» INPUT
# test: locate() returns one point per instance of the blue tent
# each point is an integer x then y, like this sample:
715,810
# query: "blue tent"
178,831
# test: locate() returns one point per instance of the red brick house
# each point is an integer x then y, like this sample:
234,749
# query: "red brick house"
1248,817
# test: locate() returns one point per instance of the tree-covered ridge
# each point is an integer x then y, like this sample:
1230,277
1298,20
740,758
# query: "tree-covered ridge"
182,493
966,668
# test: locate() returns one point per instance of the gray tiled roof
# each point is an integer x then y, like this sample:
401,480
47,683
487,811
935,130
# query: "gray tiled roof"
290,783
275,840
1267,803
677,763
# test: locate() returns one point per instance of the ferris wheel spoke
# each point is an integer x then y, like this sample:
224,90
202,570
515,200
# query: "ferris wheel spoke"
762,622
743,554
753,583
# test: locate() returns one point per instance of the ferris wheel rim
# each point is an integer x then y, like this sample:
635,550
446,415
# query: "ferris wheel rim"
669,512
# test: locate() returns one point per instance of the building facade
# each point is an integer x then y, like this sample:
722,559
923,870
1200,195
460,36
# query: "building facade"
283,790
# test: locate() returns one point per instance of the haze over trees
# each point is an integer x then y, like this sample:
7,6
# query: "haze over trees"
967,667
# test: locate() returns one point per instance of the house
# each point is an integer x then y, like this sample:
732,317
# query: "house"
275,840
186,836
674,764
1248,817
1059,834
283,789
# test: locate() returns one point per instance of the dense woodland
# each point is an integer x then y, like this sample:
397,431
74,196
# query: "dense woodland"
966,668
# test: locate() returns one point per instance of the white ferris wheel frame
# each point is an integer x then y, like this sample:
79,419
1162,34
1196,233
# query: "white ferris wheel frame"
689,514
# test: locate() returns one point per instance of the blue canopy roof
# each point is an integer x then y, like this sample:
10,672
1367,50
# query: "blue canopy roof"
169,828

» TASK OBJECTIVE
Please restate the material above exactly, line by line.

» SOLUTION TO THE EXERCISE
# test: locate() returns one point per instance of the blue tent
# each point is an integer x then y, like this sample:
715,810
# query: "blue tent"
178,831
# test: locate() returns one point per instance of the red brick house
# each point is an integer x then y, like this sample:
234,749
# query: "red brick house"
1248,817
# test: locate() returns one point per instance of the tree-covered ridge
# each point is an integer x then y, like this sample:
1230,277
1298,20
740,758
# query: "tree-covered ridge"
182,493
966,668
# test: locate() returns one point per instance of the gray tiled roof
# each point is an integer x then y, like this sample:
401,480
47,683
487,811
935,130
# query: "gray tiled roof"
290,783
275,840
1267,803
677,763
# test: locate() returns one point per instance of the ferris wheel spoke
# each point is an integer x then y, like this sample:
224,90
202,570
515,200
# query: "ferris wheel spoke"
762,622
743,554
753,583
# test: locate() returns one point per instance of the ferris wheel rim
# each point is an integer x then y, like this sample:
635,550
446,415
# query: "ferris wheel rim"
669,512
# test: locate() returns one point per instance of the building facade
# each point is an integer x then y, like this sample:
722,559
923,870
1200,195
460,36
# query: "building facade"
283,790
# test: locate() returns one point per instance of the haze over trees
# each point is an integer x then y, like this sample:
7,6
# query: "haze over trees"
967,667
# test: locate() returns one point per instance of the house
# each point is an integer x then y, like this sample:
732,317
# query: "house"
275,840
186,836
674,764
1248,817
1059,834
283,789
# test: locate() returns one point per instance of the dense woodland
# each point is an integer x then y, like this sample:
397,431
74,196
# query: "dense woodland"
966,668
# test: locate() returns one point per instance of the white ferris wheel frame
# each point is an integer x then y, like this sample:
79,419
1162,34
1196,233
# query: "white ferris wheel frame"
689,514
# test: locate() returns one point per instance of the blue canopy roof
# each point is an integer x then y, like this sample:
10,672
1367,50
# query: "blue canopy roof"
169,828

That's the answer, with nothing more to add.